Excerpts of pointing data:

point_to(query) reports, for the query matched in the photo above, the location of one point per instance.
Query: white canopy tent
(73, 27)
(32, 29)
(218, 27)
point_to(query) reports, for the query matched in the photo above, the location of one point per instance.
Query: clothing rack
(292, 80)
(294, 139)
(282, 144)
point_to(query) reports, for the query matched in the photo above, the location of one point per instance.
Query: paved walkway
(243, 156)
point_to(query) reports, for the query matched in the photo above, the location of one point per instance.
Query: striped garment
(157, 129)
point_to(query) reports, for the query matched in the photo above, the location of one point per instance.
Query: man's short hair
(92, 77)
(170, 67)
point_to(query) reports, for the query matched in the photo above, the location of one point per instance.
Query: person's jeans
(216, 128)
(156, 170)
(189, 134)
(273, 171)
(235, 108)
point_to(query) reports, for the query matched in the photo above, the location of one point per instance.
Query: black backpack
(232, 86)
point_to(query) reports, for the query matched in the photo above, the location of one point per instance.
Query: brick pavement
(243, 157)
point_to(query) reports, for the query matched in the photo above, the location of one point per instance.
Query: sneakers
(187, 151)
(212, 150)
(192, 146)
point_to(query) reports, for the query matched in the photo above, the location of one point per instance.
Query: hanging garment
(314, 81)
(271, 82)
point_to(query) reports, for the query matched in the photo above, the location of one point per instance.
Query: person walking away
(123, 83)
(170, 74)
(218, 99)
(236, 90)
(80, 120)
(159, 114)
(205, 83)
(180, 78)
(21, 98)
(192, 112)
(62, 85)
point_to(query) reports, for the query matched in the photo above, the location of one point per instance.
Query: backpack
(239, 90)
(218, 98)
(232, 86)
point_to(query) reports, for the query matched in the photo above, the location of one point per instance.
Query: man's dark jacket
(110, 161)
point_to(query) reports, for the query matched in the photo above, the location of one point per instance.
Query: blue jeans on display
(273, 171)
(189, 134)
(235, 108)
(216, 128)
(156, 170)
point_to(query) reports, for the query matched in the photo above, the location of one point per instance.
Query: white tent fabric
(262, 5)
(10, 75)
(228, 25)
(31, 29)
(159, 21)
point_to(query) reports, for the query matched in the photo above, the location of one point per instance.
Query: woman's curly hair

# Instructions for the task
Write out all the records above again, exactly as they stand.

# Solution below
point_to(query) reports, for the query matched in the photo above, the location of one point per instance.
Query: white canopy tent
(73, 27)
(32, 29)
(218, 27)
point_to(query) reports, for the query matched in the photo above, the location of one point per instance.
Query: clothing rack
(292, 80)
(294, 139)
(282, 144)
point_to(query) reports, for the query matched in the photo above, the location of one point per instance.
Query: paved walkway
(243, 156)
point_to(query) reports, for the query matched in the photo above, the location of one point per instance.
Query: striped garment
(157, 129)
point_to(query) reports, for the query matched in the photo above, the location of one point per instance.
Query: man's short hair
(92, 77)
(170, 67)
point_to(query) reports, for the query matched in the photo above, the location of one point per instance.
Query: person's jeans
(216, 128)
(156, 170)
(189, 134)
(273, 171)
(235, 108)
point_to(query) reports, for the query matched in the photo above, the location of one point per instance.
Query: black backpack
(232, 86)
point_to(query) reports, for the query matched in the photo above, the location of one point per instance.
Query: brick pavement
(243, 157)
point_to(query) reports, for the query matched in the photo above, the location of one point per instance.
Query: sneakers
(187, 151)
(212, 150)
(192, 146)
point_to(query) reports, for the query matched in the photo above, the location of one point per instance.
Query: hanging garment
(314, 81)
(271, 82)
point_to(query) reports, for the query matched in the photo above, the location of one point per instance.
Query: person walking away
(123, 83)
(170, 74)
(218, 99)
(236, 90)
(80, 120)
(159, 114)
(205, 83)
(180, 78)
(21, 98)
(192, 112)
(62, 85)
point_to(query) reports, for the query matched in the photo above, the location of one point per instance.
Query: backpack
(239, 90)
(218, 98)
(232, 86)
point_to(query) reports, for the query matched in the photo above, the location of one point per instance.
Query: man's dark jacket
(110, 161)
point_to(query) reports, for the query matched in the photo above, the location of one point per instance.
Query: blue jeans on display
(273, 171)
(189, 134)
(235, 108)
(216, 128)
(156, 170)
point_to(query) reports, for the query matched in the photo above, the location of one point per instance.
Query: white tent fabric
(262, 5)
(10, 75)
(228, 25)
(31, 29)
(159, 21)
point_to(query) reports, for the query matched in the photo above, the location of one point per instance.
Query: woman's curly hair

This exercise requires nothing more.